Kathi Berens, a USC Annenberg professor, is also new to the AIL team and her work involves the virtual classroom. She said face-to-face learning “is still the gold standard because it's information-rich” and the virtual classroom software is heavily visual. To enrich the experience, Berens’ virtual classroom is more auditory, and her students use the camera to capture group dynamics. Berens, who also is working on IBM’s co-browsing software, explained that her students are amazed by how natural the virtual classroom can be.
“Virtuality affords many cool things: it leaves digital traces of otherwise ephemeral conversation; it teaches us how to shift between modes very quickly; and it gives my students practice working in hybrid environments, which are increasingly how knowledge work is situated,” Berens said.
Other USC Annenberg faculty members are also new to the AIL team. Sasha Anawalt, director of USC Annenberg Arts Journalism Programs, is working on Engine30. The pop-up newsroom deconstructs the top-down news model and engages the public. Burghardt Tenderich, associate director of the Strategic Communication and Public Relations Center, is focused on transmedia branding. Susan Resnick West, a communication professor, researches the innovation process and helps to design Think & Do workshops that bring in diverse people connected to a specific topic. The group discusses ideas then designs prototypes in the lab.
They are joining other USC Annenberg faculty, in addition to Taplin and Reilly, who are AIL veterans. Henry Jenkins is chief advisor, senior research fellow and provost’s professor of communication, journalism and cinematic arts. François Bar is a research fellow and communication professor. Gabriel Kahn leads the AIL’s Future of Journalism project and is co-director of Media, Economics and Entrepreneurship.
Other new research fellows are Perry Hoberman from the USC School of Cinematic Arts, who leads AIL’s research with LACMA and Qualcomm; Brian K. Shepard from the USC Thornton School of Music and Shrikanth Narayanan, who is from the USC Viterbi School of Engineering and is a key partner in the lab’s sentient analysis research.
Hoberman is an installation and media artist who works with materials and technologies ranging from the obsolete to state-of-the-art. He’s been exhibited internationally, with major shows throughout the USA and Europe. He has been a Guggenheim Foundation fellow and has taught at the San Francisco Art Institute, Cooper Union and the School of Visual Arts.
Narayanan holds a Ph.D. in electrical engineering from UCLA is a professor at the Signal and Image Processing Institute of USC’s Electrical Engineering department and holds a joint appointment as Professor in Computer Science, Linguistics and Psychology. His research explores signals and systems modeling with an interdisciplinary emphasis on speech, audio, language, multimodal and biomedical problems and applications directly relevant to society.
Shepard is an assistant professor of pedagogical technology and composition at the USC Thornton. A composer of acoustic and electronic art music, he has collaborated with an AIL sponsor to share real time collaborative music across 1GB steams. He created EchoDamp, the only audio mixing and echo control software designed specifically for musical videoteleconferences on advanced networks like Internet2. His pioneering research into the musical capabilities and opportunities of high-performance networks has brought him international recognition.

## Directions
In one to three sentences, explain why, according to the text on the new AIL team members, Berens makes her virtual classroom more auditory.

## Provided material

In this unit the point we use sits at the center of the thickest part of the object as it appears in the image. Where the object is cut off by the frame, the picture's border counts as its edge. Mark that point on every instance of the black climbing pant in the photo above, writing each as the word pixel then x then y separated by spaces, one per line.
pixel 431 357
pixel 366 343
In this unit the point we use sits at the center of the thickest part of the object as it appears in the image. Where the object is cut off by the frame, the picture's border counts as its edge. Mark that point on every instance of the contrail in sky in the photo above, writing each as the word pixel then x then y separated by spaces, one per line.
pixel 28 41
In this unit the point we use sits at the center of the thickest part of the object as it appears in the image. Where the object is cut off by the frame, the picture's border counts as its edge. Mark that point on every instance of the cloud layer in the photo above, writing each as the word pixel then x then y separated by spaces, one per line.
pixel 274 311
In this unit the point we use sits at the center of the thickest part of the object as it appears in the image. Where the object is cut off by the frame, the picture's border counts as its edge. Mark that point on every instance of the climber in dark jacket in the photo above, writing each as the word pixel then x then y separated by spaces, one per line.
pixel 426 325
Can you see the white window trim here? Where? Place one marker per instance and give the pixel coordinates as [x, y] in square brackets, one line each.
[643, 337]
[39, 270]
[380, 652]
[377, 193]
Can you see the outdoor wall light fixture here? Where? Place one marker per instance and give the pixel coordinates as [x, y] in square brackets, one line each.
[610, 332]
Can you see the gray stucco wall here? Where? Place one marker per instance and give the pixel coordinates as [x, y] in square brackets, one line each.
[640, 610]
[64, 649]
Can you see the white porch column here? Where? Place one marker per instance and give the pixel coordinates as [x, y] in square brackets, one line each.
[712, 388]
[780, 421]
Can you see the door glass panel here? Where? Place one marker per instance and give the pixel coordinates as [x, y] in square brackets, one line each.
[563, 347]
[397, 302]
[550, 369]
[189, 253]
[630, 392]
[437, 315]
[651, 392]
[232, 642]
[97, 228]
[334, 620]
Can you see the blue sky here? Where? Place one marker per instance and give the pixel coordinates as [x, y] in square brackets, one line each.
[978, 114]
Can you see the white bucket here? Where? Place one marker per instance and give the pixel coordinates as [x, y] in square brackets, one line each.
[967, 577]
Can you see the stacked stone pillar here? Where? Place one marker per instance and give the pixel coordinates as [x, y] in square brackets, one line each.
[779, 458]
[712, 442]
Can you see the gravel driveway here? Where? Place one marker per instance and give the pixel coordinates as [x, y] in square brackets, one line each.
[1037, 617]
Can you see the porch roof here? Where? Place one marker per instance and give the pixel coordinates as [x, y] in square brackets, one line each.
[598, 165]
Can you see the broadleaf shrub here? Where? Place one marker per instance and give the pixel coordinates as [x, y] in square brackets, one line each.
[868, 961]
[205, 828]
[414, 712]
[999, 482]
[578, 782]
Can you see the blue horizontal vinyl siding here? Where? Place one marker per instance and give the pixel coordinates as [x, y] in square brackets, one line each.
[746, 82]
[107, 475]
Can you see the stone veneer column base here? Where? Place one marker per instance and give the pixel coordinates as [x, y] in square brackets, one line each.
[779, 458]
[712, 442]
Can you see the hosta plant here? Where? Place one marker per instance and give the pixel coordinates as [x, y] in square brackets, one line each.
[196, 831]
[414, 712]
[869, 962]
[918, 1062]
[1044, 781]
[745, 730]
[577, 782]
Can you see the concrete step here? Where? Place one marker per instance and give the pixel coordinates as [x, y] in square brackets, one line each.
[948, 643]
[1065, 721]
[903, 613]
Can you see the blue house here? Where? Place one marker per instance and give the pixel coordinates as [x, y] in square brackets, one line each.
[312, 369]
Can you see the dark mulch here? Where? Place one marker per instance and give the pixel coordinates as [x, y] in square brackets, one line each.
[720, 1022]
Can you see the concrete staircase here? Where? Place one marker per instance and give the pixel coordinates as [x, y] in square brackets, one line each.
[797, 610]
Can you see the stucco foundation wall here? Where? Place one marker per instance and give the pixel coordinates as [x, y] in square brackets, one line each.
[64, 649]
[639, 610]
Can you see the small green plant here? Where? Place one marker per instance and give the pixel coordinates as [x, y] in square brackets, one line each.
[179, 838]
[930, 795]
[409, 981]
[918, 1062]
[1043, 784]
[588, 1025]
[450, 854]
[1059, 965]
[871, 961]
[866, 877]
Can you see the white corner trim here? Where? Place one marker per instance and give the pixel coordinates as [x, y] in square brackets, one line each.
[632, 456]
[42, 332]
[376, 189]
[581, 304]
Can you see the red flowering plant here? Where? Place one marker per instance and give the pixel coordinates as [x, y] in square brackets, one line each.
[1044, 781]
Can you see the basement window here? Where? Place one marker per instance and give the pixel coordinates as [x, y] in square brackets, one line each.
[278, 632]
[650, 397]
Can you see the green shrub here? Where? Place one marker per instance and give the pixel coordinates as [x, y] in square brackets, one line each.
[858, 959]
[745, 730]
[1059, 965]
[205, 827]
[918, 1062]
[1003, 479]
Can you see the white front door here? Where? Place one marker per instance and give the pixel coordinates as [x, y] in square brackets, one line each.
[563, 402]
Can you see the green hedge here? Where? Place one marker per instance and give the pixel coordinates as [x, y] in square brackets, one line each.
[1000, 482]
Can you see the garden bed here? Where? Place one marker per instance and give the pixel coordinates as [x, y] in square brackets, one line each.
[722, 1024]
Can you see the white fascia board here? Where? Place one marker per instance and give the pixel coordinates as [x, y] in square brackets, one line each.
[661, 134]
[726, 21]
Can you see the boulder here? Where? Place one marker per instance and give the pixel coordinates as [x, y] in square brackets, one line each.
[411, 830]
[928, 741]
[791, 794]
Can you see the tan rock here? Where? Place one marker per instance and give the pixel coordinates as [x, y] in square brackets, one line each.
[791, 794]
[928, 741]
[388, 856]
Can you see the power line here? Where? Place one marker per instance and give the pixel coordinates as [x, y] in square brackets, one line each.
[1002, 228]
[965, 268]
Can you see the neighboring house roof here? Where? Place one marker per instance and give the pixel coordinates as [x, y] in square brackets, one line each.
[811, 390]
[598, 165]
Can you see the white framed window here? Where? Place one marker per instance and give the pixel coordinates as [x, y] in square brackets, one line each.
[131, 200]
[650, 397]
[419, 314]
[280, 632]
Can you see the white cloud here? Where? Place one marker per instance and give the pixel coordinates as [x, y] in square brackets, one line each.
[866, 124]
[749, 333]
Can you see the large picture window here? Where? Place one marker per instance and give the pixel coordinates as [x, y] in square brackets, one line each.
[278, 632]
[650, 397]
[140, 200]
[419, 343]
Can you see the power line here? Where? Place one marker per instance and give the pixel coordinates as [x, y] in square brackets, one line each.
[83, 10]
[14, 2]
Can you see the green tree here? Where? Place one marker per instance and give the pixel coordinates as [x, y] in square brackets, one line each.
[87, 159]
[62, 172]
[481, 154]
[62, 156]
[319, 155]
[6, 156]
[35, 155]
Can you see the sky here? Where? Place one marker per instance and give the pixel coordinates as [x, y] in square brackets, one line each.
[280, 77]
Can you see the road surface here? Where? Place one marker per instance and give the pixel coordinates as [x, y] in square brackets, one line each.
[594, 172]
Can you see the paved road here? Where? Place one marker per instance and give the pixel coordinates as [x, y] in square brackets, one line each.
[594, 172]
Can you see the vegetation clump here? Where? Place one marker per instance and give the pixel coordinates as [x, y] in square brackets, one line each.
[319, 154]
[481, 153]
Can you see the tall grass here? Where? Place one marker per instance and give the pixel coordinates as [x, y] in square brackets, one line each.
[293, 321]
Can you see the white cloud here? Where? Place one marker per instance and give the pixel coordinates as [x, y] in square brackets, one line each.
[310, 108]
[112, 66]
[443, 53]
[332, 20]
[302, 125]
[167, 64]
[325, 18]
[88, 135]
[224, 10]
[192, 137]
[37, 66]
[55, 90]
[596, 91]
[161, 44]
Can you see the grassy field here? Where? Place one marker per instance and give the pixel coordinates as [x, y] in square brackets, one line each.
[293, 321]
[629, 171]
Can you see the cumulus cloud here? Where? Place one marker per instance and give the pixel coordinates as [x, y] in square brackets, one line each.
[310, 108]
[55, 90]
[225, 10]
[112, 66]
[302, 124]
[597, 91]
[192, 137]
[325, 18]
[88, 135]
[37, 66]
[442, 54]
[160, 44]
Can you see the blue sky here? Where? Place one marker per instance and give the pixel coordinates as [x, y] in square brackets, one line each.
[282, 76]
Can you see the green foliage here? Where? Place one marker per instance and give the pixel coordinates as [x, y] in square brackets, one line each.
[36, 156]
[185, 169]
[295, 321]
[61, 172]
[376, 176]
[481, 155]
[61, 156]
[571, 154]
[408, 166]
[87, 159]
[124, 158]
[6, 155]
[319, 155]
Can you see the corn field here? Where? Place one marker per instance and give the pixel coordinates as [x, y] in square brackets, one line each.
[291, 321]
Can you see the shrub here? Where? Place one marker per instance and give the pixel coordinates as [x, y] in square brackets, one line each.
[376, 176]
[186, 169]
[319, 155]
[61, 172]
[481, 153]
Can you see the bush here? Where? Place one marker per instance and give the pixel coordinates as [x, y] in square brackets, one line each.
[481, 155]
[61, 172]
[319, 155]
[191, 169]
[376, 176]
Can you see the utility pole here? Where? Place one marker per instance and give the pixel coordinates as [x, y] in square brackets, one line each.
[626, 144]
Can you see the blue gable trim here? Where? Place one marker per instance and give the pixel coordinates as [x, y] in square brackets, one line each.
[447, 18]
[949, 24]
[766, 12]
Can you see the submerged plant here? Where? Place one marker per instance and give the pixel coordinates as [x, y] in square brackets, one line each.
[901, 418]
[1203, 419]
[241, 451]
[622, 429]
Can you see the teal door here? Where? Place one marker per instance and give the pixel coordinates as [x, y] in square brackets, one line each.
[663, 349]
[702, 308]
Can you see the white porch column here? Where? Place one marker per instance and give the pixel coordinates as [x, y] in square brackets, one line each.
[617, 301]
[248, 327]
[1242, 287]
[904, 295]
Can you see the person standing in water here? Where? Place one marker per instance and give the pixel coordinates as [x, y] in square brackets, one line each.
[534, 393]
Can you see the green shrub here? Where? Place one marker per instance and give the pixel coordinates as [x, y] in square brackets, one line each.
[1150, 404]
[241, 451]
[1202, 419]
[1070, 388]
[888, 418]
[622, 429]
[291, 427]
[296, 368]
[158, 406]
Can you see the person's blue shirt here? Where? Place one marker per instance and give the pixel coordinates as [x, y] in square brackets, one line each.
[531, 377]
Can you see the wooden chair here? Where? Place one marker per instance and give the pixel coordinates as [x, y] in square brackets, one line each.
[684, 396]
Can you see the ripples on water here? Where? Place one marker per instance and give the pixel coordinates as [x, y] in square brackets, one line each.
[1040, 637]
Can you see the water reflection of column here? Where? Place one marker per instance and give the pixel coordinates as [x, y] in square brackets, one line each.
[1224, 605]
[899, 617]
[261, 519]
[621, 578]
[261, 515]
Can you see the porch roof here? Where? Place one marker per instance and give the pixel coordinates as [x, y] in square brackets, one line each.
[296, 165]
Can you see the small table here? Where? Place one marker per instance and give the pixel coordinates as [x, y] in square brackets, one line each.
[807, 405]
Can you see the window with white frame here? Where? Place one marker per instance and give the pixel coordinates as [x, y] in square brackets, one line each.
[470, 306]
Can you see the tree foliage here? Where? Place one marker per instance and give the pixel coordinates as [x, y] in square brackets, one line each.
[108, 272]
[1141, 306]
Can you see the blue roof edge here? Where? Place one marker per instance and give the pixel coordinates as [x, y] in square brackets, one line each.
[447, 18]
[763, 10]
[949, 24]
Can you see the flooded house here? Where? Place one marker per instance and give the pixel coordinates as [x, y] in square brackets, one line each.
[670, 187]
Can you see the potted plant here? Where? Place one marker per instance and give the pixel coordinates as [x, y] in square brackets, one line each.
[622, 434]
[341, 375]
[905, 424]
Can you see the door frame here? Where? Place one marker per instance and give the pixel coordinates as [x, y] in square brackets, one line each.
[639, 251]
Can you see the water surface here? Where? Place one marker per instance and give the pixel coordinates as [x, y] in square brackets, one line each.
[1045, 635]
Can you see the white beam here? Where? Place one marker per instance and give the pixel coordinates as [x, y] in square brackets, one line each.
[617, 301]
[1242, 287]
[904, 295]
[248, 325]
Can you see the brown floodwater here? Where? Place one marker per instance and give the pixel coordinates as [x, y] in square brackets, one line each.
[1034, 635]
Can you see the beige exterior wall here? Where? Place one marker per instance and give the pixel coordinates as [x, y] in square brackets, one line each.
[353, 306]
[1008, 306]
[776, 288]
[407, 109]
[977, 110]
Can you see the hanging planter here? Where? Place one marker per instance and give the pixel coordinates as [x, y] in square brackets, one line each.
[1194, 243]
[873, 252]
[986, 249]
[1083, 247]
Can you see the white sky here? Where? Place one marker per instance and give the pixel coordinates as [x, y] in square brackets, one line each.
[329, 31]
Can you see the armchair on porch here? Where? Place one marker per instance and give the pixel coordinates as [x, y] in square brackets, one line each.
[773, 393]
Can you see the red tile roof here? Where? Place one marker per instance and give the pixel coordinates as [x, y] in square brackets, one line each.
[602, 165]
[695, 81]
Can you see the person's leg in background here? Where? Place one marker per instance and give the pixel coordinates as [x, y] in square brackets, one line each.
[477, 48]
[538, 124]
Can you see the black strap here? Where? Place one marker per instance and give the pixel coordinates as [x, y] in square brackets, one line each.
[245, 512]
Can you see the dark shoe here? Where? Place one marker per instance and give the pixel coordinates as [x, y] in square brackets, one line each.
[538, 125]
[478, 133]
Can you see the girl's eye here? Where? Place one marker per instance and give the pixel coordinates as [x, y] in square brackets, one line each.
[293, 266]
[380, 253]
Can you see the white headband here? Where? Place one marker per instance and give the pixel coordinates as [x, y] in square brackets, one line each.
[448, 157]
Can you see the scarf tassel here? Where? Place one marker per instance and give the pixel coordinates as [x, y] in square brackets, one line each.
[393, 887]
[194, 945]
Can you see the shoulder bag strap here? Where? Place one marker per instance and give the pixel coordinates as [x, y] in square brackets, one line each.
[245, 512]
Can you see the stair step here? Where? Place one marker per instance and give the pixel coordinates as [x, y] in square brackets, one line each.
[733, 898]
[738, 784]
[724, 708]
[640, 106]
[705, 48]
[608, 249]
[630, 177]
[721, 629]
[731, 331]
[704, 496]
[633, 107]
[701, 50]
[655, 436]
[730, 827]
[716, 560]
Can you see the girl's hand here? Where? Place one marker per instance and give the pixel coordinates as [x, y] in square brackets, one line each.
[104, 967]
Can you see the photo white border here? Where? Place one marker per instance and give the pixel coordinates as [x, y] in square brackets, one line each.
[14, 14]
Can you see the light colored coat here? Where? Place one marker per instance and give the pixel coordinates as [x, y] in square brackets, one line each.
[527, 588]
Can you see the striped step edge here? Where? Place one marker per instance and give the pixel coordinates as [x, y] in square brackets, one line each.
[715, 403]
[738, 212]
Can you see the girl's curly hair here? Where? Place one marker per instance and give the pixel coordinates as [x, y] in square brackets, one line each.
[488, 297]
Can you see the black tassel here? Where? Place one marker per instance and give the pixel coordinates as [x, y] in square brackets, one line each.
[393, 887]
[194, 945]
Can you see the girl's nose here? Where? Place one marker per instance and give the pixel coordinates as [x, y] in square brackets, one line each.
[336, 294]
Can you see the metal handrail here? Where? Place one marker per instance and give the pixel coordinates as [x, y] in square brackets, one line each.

## Response
Berens makes it more auditory to enrich the experience. She considers face-to-face learning the gold standard because it is information-rich, while virtual classroom software is heavily visual. Alongside the added auditory element, her students use the camera to capture group dynamics.